Short task 1
In the Mon Valley passage, rewrite the paragraph beginning "In 1985 a big flood" as a short bulleted list that keeps its main facts.
Short task 2
According to the Mon Valley passage, how old was the grandfather in 1980?
Short task 3
List every quality the Mon Valley passage gives for the cars that Japanese competitors were producing.
** start of Excerpted passage **
In the 1980's, things really started to change.  The steel industry had fallen on hard times as the American auto industry was under pressure from Japanese competitors, who were producing smaller, more fuel efficient cars with less maintenance costs and were cheaper than the American Big 3.  Western Pennsylvania really started to transform from a blue-collar haven to a tired, depressed place as wide scale lays offs set in which created record-high unemployment in our corner of the world.  Families who for 2 or 3 generations provided for their families through the mines and mills became poor overnight as jobs dried up, hours and benefits were cut.  Our stores fell on hard times too, we ended up closing all but our main store and our business was scaled back considerably.  Managing a business is cyclical, you have good years and bad years and luckily my grandfather managed the record profits of the good years to ensure survival in the leaner years that came.  Thanks to my grandfather's prudence somehow we were weathering the storm, although my grandfather was also getting older, in 1980 my grandfather was 75 and although he still worked every day it became harder and harder for him to manage everything.  My dad, was teaching by then at a nearby college and spent more time in the store and talked through a lot of things with him on how to keep going.

In 1985 a big flood came to the Mon Valley and wiped out about a third of our inventory.  This was, for my grandfather the straw that broke the camel's back, he decided to retire and my dad took over the store.  Things were changing a lot in our family too, the details are for another post but let's just say there was a falling out and skip over to  that it ended up that my dad bought out my aunt and my grandfather and became the sole owner of the store.  A few years later, as things became even more depressed in the Mon Valley my dad decided to liquidate the business.

While Pittsburgh has certainly recovered from the loss of the steel industry and has even flourished the Mon Valley, a meer 30 miles south of Pittsburgh has never truly recovered.  When things went south for GM and the American auto industry things with south for much of the industrial north including Western Pennsylvania.
** end of Excerpted passage **
** start of Record set **
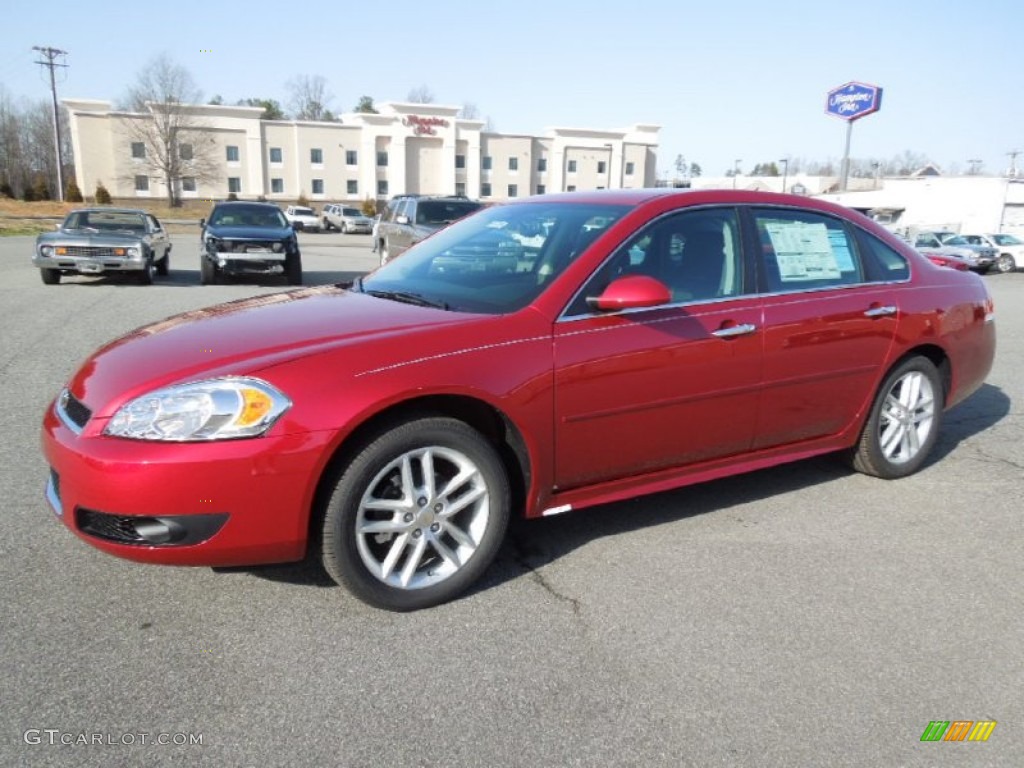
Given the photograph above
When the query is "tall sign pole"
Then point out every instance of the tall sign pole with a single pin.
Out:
(850, 102)
(50, 54)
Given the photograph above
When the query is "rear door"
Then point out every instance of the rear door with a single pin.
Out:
(642, 390)
(829, 321)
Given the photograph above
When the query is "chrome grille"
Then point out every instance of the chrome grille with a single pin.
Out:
(89, 252)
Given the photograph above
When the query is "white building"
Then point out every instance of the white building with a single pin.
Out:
(404, 148)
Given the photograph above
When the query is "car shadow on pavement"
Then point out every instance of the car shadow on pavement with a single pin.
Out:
(530, 545)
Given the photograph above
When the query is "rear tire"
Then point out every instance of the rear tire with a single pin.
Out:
(903, 424)
(1005, 263)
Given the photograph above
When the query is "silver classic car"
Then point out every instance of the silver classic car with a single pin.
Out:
(95, 241)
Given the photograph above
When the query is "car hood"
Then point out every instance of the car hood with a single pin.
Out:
(248, 232)
(244, 337)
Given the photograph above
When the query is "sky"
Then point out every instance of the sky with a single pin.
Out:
(726, 81)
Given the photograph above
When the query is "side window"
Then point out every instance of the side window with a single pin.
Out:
** end of Record set **
Task result 1
- In 1985 a big flood in the Mon Valley wiped out about a third of the store's inventory.
- The grandfather decided to retire, and the dad took over the store.
- After a family falling out, the dad bought out the aunt and the grandfather and became the sole owner.
- A few years later, as the Mon Valley grew even more depressed, the dad liquidated the business.

Task result 2
He was 75.

Task result 3
- Smaller
- More fuel efficient
- Lower maintenance costs
- Cheaper than the American Big 3